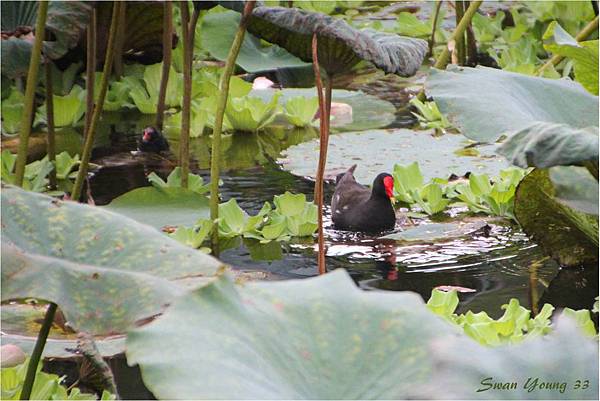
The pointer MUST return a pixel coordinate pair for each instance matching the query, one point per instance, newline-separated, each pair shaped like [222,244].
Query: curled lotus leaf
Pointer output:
[340,46]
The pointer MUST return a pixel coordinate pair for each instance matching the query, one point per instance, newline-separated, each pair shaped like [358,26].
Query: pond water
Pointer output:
[497,264]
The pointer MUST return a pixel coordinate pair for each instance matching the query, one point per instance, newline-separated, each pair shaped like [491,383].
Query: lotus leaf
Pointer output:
[485,103]
[340,46]
[378,151]
[105,271]
[295,339]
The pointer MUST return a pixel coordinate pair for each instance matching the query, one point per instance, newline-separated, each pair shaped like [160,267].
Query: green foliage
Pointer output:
[46,386]
[250,114]
[195,182]
[429,115]
[12,110]
[300,111]
[584,55]
[514,326]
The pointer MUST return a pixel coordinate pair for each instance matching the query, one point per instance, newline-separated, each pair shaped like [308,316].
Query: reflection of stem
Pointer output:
[324,112]
[433,29]
[90,70]
[89,136]
[32,75]
[37,352]
[533,293]
[585,32]
[51,145]
[218,127]
[167,51]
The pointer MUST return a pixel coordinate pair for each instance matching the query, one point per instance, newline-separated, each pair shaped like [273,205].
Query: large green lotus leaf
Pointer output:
[66,21]
[368,112]
[584,55]
[21,324]
[377,151]
[317,338]
[569,236]
[218,30]
[566,360]
[105,271]
[340,46]
[545,145]
[485,103]
[159,207]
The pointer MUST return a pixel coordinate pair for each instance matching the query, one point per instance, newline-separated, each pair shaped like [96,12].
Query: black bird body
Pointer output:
[152,141]
[355,207]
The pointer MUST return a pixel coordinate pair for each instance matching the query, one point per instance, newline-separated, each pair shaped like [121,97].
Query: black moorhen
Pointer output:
[355,207]
[152,141]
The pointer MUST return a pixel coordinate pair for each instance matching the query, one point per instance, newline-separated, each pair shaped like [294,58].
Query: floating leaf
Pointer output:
[378,151]
[485,103]
[104,270]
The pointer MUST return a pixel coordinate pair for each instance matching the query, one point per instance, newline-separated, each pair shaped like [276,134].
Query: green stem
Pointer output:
[89,136]
[218,128]
[37,352]
[32,76]
[90,70]
[51,144]
[460,39]
[582,35]
[167,51]
[184,143]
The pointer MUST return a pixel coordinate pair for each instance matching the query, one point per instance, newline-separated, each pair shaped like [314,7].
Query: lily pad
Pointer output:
[545,145]
[218,30]
[105,271]
[569,236]
[159,207]
[377,151]
[340,46]
[318,338]
[368,112]
[485,103]
[436,231]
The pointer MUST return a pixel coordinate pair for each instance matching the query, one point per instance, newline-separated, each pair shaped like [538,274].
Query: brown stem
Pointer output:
[324,110]
[51,144]
[120,42]
[89,136]
[167,52]
[215,152]
[32,76]
[90,70]
[434,27]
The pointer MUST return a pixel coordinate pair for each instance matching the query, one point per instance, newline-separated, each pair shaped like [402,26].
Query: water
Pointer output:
[497,265]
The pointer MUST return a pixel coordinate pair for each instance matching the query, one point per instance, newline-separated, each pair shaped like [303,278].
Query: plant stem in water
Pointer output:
[37,352]
[32,76]
[167,51]
[218,128]
[89,136]
[51,144]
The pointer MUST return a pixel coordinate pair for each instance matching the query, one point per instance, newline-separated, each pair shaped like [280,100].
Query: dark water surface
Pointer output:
[498,266]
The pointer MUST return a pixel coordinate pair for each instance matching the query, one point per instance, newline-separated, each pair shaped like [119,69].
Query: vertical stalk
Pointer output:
[325,111]
[221,104]
[460,39]
[438,5]
[51,144]
[37,352]
[90,70]
[120,41]
[167,51]
[89,136]
[32,76]
[184,143]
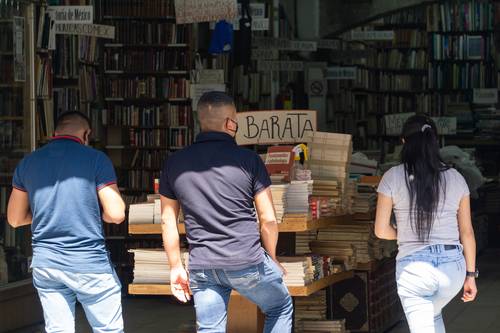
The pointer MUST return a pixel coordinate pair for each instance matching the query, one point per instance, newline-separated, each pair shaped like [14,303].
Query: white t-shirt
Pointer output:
[445,227]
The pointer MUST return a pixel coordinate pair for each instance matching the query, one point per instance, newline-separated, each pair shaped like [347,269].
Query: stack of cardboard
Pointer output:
[312,307]
[151,265]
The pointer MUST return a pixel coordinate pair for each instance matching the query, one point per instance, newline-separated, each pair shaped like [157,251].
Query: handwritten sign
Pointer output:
[265,54]
[193,11]
[284,44]
[94,30]
[279,126]
[283,66]
[71,14]
[341,73]
[373,35]
[394,124]
[485,96]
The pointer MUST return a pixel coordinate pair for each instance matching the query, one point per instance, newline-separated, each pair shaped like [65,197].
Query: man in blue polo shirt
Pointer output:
[57,189]
[217,183]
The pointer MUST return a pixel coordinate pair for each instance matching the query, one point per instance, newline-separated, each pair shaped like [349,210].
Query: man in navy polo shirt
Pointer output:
[57,189]
[217,183]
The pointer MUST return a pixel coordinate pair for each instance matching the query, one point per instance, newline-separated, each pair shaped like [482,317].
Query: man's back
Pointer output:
[215,182]
[62,180]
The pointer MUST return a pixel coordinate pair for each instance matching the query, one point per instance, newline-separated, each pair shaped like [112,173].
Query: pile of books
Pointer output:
[312,307]
[151,265]
[316,326]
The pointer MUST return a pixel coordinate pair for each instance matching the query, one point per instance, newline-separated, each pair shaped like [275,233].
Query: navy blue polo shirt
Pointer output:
[215,182]
[62,179]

• **Exercise brief**
Search the listing above for the lines with "shaped like [402,26]." and "Query: vertical stalk", then output those lines and all lines between them exactly.

• **Reply to the exercise**
The pointer MUST return a pixel coordinate pair for each instance matching the query, one point per instance, newline-separated, each pair shaped like [402,26].
Query: water
Pointer output:
[497,265]
The pointer MUST return a pixel coordinate pair for each instance matching the query, one point per instance, newline-separated, each pair shaped like [303,278].
Query: plant stem in water
Pointer output:
[37,352]
[32,76]
[167,51]
[218,128]
[89,136]
[51,144]
The pointer MUST return a pixel coordinate pair for each instance matching the query, one point per instance, newline-separated, each pair shaped like [280,100].
Query: dark water surface
Pointer output:
[498,266]
The pointer MUST return a pixel coordinate pair for each instance matching the query, one point per instance, newline-separated, each pair shaped like [119,69].
Query: vertical stalk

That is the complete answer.